--- START ---

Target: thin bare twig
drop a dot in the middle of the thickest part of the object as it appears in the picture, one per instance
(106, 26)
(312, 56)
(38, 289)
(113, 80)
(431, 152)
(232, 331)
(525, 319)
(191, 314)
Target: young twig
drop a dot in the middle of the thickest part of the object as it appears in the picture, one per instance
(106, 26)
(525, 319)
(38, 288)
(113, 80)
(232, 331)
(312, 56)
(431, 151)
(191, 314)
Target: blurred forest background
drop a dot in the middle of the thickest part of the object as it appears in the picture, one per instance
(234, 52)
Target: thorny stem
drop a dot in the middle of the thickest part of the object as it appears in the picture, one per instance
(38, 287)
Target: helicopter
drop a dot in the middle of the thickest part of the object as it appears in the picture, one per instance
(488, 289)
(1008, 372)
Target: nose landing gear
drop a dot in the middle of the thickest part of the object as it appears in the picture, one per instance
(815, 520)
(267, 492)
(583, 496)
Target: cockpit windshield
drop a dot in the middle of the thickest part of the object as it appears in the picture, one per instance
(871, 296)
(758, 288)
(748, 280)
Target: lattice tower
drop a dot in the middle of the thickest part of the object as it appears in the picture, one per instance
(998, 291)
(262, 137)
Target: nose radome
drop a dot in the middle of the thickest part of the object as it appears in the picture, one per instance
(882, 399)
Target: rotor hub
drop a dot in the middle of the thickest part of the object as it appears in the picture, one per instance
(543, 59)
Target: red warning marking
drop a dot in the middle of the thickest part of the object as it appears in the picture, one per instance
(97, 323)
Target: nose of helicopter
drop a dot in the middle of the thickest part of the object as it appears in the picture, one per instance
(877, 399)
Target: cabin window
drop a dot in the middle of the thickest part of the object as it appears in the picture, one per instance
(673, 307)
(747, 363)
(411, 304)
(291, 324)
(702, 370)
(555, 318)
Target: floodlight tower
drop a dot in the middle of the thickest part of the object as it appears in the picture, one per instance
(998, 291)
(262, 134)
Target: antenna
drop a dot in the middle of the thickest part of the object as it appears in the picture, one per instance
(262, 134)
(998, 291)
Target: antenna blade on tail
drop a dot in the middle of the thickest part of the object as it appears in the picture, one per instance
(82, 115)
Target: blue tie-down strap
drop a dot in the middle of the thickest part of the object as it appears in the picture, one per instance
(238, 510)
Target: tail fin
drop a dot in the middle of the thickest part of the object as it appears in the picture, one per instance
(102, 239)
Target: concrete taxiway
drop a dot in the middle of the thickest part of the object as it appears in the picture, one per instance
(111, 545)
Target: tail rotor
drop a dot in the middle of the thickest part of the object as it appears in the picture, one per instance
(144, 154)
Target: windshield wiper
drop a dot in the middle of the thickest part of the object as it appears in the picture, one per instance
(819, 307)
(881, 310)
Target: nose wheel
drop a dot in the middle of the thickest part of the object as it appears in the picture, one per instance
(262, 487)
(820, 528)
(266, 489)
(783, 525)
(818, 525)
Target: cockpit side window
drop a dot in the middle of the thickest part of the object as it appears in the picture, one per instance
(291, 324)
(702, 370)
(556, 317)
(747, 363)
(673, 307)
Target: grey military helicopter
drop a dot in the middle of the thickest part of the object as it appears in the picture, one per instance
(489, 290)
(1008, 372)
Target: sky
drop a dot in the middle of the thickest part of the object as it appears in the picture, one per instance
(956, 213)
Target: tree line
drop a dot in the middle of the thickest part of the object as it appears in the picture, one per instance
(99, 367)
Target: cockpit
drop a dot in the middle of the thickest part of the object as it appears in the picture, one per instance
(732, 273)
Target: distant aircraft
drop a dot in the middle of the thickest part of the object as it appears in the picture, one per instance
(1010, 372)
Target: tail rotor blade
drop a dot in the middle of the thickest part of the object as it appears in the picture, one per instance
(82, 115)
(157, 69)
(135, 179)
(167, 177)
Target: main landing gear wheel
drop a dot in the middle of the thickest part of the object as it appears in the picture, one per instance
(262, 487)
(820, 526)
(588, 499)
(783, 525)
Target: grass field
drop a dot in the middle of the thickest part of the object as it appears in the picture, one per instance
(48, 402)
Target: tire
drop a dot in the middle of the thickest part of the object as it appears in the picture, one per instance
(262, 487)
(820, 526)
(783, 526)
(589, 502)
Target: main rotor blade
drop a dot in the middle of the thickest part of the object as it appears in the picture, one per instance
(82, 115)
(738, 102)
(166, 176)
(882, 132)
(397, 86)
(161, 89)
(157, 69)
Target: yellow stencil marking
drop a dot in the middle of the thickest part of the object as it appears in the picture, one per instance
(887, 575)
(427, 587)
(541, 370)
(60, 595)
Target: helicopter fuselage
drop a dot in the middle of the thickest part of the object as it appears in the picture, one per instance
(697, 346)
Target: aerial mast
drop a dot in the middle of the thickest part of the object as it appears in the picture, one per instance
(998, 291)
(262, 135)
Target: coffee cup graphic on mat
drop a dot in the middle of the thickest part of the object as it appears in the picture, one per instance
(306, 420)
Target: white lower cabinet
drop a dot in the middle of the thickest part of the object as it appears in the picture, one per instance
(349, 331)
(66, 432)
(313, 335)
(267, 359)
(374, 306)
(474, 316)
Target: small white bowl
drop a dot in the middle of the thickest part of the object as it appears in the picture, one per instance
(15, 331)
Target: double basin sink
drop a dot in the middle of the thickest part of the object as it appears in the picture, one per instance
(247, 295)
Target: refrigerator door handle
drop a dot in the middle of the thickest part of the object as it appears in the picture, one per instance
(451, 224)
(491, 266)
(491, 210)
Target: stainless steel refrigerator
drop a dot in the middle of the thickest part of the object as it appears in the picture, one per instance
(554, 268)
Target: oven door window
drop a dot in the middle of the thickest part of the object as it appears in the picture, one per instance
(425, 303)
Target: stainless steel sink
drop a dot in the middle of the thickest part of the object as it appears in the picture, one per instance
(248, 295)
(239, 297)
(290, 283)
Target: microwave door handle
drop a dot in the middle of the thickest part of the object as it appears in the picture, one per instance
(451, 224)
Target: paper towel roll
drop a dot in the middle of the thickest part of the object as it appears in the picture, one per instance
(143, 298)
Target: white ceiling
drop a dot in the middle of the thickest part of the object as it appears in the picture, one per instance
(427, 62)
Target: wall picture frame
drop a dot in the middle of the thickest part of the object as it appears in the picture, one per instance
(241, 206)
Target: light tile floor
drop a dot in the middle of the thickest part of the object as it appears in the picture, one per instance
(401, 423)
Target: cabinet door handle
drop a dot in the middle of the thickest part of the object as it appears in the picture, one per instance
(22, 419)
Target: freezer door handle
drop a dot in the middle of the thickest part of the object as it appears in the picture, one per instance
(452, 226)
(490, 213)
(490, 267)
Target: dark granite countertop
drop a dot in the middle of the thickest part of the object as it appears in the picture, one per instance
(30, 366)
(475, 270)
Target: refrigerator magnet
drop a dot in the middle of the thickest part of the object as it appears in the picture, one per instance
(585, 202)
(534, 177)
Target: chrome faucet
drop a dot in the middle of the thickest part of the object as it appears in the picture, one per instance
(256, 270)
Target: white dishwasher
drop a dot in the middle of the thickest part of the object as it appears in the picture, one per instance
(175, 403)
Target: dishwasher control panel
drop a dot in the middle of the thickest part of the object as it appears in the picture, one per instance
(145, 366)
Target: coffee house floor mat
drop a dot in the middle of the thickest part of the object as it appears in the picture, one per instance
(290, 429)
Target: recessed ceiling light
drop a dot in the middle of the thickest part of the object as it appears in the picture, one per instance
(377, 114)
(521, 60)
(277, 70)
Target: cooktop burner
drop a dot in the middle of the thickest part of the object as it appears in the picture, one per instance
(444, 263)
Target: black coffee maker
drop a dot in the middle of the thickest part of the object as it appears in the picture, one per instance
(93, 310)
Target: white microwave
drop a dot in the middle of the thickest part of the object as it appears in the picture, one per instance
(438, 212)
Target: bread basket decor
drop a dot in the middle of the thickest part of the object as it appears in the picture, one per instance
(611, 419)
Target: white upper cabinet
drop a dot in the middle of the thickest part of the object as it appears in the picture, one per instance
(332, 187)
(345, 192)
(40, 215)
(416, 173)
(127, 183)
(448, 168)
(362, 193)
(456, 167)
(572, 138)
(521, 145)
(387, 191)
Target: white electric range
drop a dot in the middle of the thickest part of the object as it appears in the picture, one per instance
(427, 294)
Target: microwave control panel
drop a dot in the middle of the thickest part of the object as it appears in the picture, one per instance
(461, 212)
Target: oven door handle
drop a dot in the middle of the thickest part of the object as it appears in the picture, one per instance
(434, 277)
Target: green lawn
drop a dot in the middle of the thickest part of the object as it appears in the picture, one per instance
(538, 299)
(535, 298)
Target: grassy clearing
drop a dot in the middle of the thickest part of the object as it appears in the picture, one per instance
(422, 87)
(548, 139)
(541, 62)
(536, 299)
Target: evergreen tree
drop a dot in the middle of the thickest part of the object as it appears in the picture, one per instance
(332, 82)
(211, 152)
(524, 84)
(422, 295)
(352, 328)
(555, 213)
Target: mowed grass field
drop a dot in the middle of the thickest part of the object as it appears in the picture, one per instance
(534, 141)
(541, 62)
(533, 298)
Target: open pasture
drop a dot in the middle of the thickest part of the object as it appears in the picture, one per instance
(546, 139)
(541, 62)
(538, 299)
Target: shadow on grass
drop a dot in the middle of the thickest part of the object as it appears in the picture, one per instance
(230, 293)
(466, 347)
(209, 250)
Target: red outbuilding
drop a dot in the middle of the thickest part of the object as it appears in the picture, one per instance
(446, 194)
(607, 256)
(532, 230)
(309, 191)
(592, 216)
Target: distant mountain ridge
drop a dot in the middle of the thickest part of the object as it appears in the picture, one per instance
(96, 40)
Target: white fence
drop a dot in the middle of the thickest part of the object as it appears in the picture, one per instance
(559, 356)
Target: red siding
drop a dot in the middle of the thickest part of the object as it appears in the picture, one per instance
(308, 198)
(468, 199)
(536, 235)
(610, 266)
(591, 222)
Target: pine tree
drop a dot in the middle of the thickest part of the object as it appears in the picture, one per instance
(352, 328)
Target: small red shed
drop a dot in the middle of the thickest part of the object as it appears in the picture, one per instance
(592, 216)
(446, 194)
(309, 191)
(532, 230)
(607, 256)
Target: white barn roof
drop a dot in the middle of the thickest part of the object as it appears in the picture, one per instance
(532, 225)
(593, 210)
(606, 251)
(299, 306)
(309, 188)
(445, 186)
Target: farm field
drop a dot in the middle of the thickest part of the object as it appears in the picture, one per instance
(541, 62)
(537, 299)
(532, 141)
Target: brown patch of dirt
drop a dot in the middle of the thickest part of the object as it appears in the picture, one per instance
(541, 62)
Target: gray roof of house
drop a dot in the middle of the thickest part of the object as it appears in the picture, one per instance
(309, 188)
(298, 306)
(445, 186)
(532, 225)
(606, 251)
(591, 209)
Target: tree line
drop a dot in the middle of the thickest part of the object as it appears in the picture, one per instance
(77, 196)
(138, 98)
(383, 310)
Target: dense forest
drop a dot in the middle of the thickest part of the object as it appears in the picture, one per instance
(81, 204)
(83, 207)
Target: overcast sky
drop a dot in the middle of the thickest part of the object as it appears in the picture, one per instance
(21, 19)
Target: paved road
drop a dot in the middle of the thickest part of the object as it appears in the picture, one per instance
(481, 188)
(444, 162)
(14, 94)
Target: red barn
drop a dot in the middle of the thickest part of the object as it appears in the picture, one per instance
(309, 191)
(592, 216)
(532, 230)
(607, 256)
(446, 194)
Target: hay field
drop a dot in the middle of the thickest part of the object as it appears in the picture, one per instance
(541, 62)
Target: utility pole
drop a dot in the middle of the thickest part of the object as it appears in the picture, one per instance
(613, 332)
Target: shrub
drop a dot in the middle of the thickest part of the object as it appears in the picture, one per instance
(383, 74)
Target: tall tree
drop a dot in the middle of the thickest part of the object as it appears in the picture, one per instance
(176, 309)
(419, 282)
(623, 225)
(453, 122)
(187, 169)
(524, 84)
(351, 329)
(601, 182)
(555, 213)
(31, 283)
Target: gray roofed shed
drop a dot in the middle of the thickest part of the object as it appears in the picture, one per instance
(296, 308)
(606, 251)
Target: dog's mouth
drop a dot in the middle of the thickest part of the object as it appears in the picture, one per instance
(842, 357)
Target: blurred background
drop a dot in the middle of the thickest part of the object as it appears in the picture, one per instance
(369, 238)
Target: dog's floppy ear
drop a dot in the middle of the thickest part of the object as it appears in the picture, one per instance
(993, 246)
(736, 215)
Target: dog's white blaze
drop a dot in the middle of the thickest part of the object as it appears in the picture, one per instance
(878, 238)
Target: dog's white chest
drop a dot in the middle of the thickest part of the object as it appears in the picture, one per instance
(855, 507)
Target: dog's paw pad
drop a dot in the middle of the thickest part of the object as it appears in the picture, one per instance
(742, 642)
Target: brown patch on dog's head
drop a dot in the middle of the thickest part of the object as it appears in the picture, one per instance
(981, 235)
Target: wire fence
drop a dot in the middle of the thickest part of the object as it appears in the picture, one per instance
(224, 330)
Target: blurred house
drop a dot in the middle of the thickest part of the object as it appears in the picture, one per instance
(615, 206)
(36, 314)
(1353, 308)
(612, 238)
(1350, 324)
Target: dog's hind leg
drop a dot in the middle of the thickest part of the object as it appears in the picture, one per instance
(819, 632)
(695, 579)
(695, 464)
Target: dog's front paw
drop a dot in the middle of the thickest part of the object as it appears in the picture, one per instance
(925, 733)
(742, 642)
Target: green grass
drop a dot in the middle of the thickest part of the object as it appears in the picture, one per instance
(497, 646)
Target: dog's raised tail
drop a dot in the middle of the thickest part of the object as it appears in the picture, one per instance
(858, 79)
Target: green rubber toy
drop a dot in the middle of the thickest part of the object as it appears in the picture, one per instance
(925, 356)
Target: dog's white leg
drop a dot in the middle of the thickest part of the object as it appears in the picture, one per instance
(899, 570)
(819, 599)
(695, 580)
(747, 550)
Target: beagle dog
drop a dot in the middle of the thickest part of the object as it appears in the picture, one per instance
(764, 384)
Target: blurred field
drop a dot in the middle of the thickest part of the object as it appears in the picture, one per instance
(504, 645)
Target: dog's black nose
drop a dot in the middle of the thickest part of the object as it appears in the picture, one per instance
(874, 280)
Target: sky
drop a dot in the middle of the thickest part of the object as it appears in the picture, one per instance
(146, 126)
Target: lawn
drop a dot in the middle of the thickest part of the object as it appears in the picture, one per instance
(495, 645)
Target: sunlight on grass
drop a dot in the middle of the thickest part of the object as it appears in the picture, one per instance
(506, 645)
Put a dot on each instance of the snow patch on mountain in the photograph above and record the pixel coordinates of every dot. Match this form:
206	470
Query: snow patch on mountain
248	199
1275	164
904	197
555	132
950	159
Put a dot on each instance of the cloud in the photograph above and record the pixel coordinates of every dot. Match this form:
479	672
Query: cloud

--- END ---

* [WHAT YOU ARE ASKED TO DO]: Begin with the line that contains "Target: dog's white leg" and quote each line after it exactly, stopping after the last line of the data.

* [WRITTEN REPLY]:
Target: dog's white leg
drop a dot in the middle of the thickest part of the object as it appears in the picture, one per instance
(899, 570)
(819, 599)
(695, 580)
(747, 550)
Target: beagle dog
drop a dot in the middle of the thickest part of the object as it appears in the picture, one per instance
(764, 384)
Target: blurred field
drop a dot in the middle of the thickest part of the object as it appears in the picture, one per instance
(504, 645)
Target: dog's black nose
drop a dot in the middle of the thickest part of the object as it appears in the picture, one per instance
(874, 280)
Target: sky
drop a dot in the middle of the thickest part of the object as it appears in the picture, one per instance
(146, 126)
Target: lawn
drop a dot in the middle of the thickest part of the object as it appears in the picture, one per instance
(495, 645)
Target: sunlight on grass
drop a dot in the middle of the thickest part of the object as it appears in the picture, one per instance
(506, 645)
Put a dot on each instance of the snow patch on mountain in the photograph above and record the pixel coordinates of every dot. Match this form:
206	470
Query: snow patch on mountain
248	199
1275	164
904	197
555	132
950	159
Put a dot on each instance of the cloud in the photograph above and record the pixel coordinates of every dot. Match this form:
479	672
Query: cloud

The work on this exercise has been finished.